CONSIGNE:
Répondez à ces questions d'après l'extrait choisi sur l'atlas de Gilles Pinson.
(a) En quelle année Gilles Pinson a-t-il créé le CDROM « Six milliards d'Hommes et moi… » ?
(b) À combien de personnes par jour correspond la croissance de la population mondiale ?
(c) Comment la malnutrition est-elle désormais vue par rapport à la mortalité infantile ?

EXTRAIT CHOISI:
◇ ◇ ◇ ◇ ◇
Gilles Pinson, normalien, professeur au Muséum National d’Histoire Naturelle, est démographe à l’INED. Rédacteur en chef de la revue Population et Sociétés, il a élaboré en 1999 un CDROM intitulé « Six milliards d’Hommes et moi… » dont le titre a inspiré celui de l’exposition présentée en 2005 à la Cité des Sciences et de l’Industrie (La population mondiale… et moi ?). En 2006, il a dirigé un numéro de TDC (Textes et Documents pour la classe, N°924) sur le même thème.

L’ouvrage qui paraît en 2009 intéressera les enseignants du secondaire qui ont à enseigner cette question de géographie (Seconde, Sixième). Ils pourront lire avec profit ce livre pour remettre à jour leurs cours pour la prochaine rentrée scolaire. A l’image de l’exposition conçue pour la Villette en 2005, cet atlas témoigne du savoir-faire pédagogique de son auteur. Les bulles qui ponctuent les pages de l’ouvrage mettent en avant des chiffres clés. On apprend ainsi que la croissance par jour de la population mondiale équivaut à 210 000 personnes, soit la population d’une ville comme Saint Etienne. Le texte de l’ouvrage est simple, à la portée d’élèves de lycée. Les commentaires des documents sont exhaustifs. Ils constituent une véritable plus-value par rapport aux autres atlas Autrement ou, très souvent, un important corpus est proposé sans que chaque document ne soit toujours commenté dans le détail.

Cette qualité peut être considérée comme un défaut pour qui maîtrise l’analyse de documents démographiques et aimerait aller au-delà. Malgré tout, ce lecteur trouvera des pages problématisées (par exemple : la sélection du sexe : mode passagère ou phénomène durable ?). L’évolution de la discipline est abordée aussi. Ainsi, Gilles Pinson montre que la malnutrition, contrairement à ce qui a prévalu pendant longtemps, n’est plus considérée comme la cause de la mortalité infantile mais désormais comme une conséquence d’infections occasionnant des retards de croissance et des pertes de poids.
◇ ◇ ◇ ◇ ◇
EXTRAITS DE DONNÉES:

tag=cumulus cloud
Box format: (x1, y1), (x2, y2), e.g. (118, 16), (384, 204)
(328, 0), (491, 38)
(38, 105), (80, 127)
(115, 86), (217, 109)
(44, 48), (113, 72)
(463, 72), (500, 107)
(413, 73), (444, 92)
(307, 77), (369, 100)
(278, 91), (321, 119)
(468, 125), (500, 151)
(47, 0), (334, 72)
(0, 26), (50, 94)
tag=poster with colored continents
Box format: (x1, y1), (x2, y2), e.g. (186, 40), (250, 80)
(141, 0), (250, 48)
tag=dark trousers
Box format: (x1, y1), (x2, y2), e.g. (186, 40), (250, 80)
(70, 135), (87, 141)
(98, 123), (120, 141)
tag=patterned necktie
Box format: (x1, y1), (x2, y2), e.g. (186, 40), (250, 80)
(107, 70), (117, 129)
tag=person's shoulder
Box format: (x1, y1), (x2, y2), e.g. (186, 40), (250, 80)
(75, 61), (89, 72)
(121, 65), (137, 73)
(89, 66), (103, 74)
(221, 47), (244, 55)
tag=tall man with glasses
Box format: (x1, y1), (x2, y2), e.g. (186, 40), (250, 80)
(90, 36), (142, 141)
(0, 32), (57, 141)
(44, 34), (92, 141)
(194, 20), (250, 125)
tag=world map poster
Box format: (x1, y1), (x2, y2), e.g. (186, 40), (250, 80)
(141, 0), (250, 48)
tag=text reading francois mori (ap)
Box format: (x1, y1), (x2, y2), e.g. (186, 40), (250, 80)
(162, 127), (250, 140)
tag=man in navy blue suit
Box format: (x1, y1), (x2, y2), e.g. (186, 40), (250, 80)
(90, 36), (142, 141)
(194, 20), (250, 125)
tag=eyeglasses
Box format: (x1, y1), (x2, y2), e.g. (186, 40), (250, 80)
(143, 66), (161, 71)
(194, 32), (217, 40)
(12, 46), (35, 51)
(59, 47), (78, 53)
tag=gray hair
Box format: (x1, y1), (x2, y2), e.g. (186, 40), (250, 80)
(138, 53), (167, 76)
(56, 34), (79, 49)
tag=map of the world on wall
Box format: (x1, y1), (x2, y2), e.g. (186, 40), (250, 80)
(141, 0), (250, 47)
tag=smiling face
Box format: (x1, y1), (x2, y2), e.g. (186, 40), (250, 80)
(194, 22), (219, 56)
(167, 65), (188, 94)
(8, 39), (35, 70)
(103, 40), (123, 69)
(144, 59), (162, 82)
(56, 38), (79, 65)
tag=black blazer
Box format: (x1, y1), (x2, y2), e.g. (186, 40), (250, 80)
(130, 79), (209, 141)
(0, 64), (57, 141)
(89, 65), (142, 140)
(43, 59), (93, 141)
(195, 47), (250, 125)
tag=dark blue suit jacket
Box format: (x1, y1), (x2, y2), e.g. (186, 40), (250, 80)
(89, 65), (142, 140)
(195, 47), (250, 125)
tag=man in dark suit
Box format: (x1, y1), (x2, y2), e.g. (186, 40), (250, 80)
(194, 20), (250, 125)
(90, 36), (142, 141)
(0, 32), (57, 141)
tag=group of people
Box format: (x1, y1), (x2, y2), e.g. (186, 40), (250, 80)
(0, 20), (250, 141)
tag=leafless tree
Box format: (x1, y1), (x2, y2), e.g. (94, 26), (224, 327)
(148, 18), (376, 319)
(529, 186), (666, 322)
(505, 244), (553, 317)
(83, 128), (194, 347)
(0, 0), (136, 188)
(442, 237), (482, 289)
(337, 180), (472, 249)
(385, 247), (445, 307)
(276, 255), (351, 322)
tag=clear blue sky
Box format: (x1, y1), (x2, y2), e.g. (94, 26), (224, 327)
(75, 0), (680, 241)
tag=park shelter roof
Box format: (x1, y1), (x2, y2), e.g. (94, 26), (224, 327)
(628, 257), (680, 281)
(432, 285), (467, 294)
◇ ◇ ◇ ◇ ◇
RÉSULTAT:
(a) En 1999.
(b) À 210 000 personnes, soit la population d'une ville comme Saint Etienne.
(c) Elle n'est plus vue comme la cause de la mortalité infantile, mais comme une conséquence d'infections qui entraînent des retards de croissance et des pertes de poids.